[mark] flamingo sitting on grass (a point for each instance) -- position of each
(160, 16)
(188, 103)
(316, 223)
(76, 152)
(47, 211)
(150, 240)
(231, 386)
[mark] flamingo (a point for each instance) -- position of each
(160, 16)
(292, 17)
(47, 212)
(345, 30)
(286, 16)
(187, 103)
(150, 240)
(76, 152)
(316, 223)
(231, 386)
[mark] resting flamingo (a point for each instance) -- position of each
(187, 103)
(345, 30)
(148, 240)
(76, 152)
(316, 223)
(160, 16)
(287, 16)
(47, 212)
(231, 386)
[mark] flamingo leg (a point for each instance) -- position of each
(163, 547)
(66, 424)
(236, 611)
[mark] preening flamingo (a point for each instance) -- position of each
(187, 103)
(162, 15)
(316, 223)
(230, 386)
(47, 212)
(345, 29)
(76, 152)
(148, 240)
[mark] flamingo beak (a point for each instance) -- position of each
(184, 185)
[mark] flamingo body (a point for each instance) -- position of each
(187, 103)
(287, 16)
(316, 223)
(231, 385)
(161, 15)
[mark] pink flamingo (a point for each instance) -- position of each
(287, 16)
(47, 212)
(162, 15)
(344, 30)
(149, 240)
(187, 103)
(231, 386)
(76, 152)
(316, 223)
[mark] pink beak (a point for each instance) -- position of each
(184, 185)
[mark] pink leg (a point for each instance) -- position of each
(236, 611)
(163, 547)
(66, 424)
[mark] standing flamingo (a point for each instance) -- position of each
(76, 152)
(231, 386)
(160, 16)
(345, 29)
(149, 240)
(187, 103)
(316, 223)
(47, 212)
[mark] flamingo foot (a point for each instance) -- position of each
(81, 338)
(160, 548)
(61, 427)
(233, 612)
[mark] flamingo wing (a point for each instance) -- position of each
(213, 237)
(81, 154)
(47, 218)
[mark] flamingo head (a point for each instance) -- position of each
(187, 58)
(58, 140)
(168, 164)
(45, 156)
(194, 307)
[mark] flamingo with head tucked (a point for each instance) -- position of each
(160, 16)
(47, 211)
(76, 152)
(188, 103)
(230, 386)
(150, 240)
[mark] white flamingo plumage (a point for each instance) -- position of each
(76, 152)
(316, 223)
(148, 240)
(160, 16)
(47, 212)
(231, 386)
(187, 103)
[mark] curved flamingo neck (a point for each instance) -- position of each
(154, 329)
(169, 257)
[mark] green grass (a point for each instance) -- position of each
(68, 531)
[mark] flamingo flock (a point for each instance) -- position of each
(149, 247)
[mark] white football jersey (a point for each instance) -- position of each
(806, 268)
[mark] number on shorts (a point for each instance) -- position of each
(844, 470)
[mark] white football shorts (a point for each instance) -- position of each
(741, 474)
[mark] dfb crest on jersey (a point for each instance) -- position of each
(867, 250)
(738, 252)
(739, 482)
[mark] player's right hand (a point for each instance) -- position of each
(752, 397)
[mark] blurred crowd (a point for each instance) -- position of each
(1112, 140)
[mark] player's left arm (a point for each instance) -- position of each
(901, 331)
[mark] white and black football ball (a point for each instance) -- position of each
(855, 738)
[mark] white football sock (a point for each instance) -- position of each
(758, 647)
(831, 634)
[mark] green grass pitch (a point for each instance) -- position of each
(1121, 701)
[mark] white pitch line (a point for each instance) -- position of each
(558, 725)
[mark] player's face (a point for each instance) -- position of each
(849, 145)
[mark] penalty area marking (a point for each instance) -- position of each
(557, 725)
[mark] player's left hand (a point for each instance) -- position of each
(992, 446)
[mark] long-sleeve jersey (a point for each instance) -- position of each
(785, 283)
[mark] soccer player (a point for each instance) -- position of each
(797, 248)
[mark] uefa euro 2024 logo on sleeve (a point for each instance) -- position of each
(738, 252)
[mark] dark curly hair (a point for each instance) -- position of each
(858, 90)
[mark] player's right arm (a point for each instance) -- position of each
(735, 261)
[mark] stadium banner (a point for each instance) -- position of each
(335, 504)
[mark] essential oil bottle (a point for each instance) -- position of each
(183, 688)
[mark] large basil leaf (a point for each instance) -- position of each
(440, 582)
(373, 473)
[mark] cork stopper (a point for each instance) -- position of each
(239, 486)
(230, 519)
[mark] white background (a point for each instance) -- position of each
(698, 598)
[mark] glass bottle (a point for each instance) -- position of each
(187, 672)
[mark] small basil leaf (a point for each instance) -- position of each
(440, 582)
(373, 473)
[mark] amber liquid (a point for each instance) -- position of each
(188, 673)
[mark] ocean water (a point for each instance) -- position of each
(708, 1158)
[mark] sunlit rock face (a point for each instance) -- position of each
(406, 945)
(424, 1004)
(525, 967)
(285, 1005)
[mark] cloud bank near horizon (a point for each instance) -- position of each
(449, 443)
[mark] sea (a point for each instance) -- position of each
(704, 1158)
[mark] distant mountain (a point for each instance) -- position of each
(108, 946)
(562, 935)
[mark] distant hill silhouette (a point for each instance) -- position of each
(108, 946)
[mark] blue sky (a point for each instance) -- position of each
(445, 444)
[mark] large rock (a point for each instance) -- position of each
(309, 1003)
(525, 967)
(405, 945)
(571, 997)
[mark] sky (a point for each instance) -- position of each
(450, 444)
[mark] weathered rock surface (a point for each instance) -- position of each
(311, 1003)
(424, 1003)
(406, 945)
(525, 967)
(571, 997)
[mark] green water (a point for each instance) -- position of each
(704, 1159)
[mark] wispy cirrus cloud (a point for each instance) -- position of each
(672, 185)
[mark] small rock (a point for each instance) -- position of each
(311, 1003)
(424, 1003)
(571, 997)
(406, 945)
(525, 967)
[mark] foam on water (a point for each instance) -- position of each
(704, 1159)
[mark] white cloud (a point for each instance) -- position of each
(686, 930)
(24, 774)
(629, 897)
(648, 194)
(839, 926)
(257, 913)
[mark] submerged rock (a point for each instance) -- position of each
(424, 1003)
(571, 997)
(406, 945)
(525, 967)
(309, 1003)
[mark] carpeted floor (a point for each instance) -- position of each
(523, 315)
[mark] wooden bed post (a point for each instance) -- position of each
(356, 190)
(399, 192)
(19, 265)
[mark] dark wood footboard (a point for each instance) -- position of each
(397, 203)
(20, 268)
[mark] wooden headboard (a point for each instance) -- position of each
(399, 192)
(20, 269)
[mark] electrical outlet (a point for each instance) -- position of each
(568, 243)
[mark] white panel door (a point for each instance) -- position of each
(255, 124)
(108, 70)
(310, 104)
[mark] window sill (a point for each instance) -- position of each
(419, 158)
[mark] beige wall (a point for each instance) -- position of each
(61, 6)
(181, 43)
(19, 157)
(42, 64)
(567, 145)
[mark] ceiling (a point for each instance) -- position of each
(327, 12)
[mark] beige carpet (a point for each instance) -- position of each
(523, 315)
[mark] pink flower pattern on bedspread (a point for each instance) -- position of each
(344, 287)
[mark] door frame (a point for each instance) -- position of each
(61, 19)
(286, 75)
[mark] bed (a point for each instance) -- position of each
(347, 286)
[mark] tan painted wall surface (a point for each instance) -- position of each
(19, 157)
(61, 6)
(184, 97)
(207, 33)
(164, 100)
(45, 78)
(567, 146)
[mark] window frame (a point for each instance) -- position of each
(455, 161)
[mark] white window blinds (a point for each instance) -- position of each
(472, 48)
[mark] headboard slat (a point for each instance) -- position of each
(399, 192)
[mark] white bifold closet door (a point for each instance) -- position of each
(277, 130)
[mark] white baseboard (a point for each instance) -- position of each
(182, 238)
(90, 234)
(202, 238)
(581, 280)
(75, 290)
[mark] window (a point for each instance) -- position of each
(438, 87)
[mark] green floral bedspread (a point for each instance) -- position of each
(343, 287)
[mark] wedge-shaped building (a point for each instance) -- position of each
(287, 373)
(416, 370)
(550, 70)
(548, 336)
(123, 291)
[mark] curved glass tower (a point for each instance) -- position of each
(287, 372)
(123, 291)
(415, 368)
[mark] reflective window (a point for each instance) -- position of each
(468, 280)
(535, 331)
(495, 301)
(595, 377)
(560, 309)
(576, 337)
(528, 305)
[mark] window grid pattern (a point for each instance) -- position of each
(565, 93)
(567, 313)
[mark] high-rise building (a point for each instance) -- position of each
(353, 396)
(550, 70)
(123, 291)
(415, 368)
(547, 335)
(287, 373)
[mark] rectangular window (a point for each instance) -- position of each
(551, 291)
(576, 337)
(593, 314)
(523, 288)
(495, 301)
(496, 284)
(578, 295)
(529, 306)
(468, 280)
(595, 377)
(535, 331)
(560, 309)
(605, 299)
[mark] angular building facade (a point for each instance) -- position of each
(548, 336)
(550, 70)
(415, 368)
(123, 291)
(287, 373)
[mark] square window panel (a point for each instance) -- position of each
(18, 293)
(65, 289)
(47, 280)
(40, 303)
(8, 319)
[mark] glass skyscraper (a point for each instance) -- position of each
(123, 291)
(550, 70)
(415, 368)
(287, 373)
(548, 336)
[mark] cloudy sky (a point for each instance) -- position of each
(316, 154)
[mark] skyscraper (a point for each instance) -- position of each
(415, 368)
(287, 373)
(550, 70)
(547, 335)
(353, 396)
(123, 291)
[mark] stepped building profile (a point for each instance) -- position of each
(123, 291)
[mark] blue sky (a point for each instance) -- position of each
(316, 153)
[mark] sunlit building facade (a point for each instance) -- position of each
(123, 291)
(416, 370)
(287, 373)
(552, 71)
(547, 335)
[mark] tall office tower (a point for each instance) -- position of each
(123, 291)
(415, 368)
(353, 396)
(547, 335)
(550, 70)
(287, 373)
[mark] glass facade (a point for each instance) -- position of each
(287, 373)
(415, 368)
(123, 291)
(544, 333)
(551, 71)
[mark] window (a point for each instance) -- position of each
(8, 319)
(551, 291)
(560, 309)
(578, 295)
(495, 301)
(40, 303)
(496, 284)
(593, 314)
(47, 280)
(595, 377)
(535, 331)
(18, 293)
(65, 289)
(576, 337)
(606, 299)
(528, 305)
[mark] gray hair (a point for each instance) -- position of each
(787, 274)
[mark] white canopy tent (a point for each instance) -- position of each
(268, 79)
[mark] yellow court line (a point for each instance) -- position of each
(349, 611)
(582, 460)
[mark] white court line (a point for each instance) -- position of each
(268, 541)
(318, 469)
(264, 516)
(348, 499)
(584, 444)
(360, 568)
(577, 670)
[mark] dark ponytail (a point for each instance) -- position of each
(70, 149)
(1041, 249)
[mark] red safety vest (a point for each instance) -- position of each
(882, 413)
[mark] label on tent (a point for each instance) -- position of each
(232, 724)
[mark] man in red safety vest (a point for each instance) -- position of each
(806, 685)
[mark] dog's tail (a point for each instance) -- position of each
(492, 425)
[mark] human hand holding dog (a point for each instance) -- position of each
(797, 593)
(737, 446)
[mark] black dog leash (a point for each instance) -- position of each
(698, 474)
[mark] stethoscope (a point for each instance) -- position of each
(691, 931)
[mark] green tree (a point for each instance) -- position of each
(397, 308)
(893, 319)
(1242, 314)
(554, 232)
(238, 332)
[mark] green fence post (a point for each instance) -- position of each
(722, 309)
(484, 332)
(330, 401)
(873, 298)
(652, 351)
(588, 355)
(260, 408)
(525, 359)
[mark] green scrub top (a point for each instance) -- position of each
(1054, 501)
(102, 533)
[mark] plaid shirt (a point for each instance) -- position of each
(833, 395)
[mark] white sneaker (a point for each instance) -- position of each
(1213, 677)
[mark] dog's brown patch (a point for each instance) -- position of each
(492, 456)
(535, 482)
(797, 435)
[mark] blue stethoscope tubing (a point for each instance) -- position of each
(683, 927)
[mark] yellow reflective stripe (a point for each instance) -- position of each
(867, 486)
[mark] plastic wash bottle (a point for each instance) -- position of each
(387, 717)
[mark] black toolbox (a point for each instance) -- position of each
# # # # #
The line containing "[mark] red safety" marks the start; retype it and each line after it through the end of the records above, exactly.

[mark] red safety vest (a point for each instance) -- position of each
(882, 413)
[mark] label on tent (a point for each instance) -- position of each
(232, 724)
[mark] man in red safety vest (a point for each instance) -- position of each
(806, 685)
[mark] dog's tail (a point for each instance) -- position of each
(492, 425)
[mark] human hand holding dog (a point for each instance) -- position of each
(797, 593)
(737, 446)
[mark] black dog leash (a point for each instance) -- position of each
(698, 474)
[mark] stethoscope (a point for each instance) -- position of each
(691, 931)
[mark] green tree (a point for each instance) -- position of each
(397, 308)
(893, 319)
(1242, 314)
(554, 232)
(238, 332)
[mark] green fence post (a point for each instance) -- position of each
(722, 309)
(484, 332)
(330, 401)
(873, 298)
(652, 351)
(588, 355)
(260, 408)
(525, 359)
[mark] green scrub top (a point for each instance) -- position of each
(1054, 501)
(102, 533)
[mark] plaid shirt (a point for each instance) -- position of each
(833, 395)
[mark] white sneaker (a point for each instance) -- position of each
(1213, 677)
[mark] dog's brown patch (a point for each instance) -- position of each
(492, 456)
(535, 482)
(797, 435)
[mark] blue stethoscope tubing (a point for each instance) -- position of each
(683, 927)
[mark] yellow reflective stripe (a point for each instance) -- position of each
(867, 486)
[mark] plastic wash bottle (a point for each instance) -- position of each
(387, 717)
[mark] black toolbox (a point for each instance) -- position of each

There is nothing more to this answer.